**Stored data**
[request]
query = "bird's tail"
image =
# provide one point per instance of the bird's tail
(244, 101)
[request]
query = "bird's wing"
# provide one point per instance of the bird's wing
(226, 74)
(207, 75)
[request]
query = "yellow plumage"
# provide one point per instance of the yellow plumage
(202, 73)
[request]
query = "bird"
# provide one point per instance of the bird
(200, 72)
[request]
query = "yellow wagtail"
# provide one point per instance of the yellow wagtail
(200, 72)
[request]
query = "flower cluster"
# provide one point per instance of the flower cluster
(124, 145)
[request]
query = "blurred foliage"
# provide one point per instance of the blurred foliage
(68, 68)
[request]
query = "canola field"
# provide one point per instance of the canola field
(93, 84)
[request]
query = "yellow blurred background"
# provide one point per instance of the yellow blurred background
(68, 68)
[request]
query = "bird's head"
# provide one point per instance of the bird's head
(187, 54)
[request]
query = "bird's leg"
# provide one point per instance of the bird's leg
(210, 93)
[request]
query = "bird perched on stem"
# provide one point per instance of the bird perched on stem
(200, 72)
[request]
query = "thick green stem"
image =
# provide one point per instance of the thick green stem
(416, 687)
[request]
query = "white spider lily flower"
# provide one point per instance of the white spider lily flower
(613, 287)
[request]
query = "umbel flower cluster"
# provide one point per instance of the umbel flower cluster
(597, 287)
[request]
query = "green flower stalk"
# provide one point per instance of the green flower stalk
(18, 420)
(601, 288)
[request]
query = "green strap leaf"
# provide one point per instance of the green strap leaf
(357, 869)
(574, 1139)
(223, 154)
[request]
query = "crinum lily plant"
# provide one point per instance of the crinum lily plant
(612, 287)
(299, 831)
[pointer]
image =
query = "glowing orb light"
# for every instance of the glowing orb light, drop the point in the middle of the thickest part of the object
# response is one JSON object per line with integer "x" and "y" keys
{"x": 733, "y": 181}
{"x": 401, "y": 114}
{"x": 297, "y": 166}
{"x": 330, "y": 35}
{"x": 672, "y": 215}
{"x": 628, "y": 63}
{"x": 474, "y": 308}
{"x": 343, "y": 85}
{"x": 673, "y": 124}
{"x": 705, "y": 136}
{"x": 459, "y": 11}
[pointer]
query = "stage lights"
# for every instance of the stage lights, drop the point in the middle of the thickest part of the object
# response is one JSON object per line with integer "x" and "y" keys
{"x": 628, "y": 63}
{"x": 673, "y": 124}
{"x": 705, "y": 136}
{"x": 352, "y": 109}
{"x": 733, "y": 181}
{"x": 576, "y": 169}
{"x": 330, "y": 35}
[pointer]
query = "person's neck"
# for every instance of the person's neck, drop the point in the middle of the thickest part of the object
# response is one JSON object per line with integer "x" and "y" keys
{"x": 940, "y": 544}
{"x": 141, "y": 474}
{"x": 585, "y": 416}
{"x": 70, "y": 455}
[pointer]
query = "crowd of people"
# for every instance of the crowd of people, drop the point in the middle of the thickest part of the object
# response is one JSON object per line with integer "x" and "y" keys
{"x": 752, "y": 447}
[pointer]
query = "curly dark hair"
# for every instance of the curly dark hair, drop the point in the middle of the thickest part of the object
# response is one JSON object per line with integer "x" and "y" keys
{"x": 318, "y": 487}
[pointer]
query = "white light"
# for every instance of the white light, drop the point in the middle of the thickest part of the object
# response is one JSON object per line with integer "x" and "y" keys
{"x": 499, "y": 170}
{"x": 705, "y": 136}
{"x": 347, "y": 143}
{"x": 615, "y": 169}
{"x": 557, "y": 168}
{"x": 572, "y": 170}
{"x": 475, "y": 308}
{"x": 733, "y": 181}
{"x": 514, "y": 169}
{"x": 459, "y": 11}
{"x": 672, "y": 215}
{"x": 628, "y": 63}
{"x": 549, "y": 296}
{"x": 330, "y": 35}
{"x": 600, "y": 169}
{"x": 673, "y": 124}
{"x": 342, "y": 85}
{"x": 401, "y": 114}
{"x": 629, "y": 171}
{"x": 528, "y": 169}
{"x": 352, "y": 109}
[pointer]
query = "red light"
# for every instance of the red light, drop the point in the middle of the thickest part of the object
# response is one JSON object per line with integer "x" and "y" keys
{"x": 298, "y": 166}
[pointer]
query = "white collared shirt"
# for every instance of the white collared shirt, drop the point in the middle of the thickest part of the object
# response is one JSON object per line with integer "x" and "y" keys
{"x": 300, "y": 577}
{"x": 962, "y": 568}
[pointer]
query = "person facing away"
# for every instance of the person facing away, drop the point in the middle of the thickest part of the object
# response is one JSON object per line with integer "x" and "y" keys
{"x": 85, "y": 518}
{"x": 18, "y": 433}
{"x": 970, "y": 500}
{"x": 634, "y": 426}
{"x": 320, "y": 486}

**EXERCISE DESCRIPTION**
Considering the records above, how many lines hold "shirt"? Please answer with only the number.

**EXERCISE RESPONSE**
2